Brief: Turn the lines below into a two-column CSV with the header instruction,points, one row per line. Put the line's text in the first column and all of its points in the second, each in one quoted field with line breaks replaced by spaces, and leave out the pictures.

--- start Input ---

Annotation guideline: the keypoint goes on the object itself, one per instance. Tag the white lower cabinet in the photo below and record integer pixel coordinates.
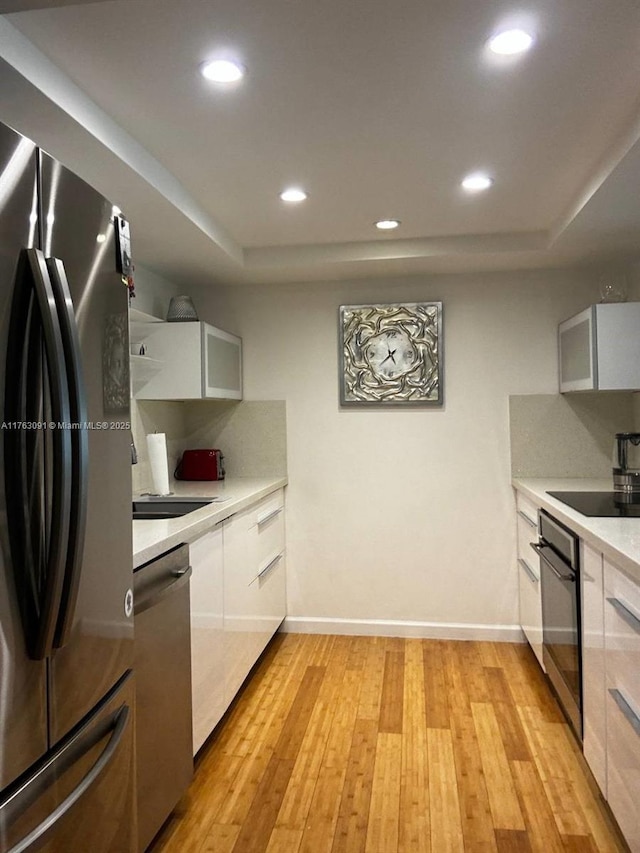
(594, 720)
(207, 622)
(238, 601)
(254, 592)
(622, 661)
(530, 597)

--- end Input ---

Solution:
instruction,points
"Annotation guideline: the keypoint goes on the object itself, one per instance. Tag the white lower cabinet in the photo below and record integer pixel coordinates.","(594, 720) (207, 622) (238, 601) (254, 592) (622, 661) (530, 597)"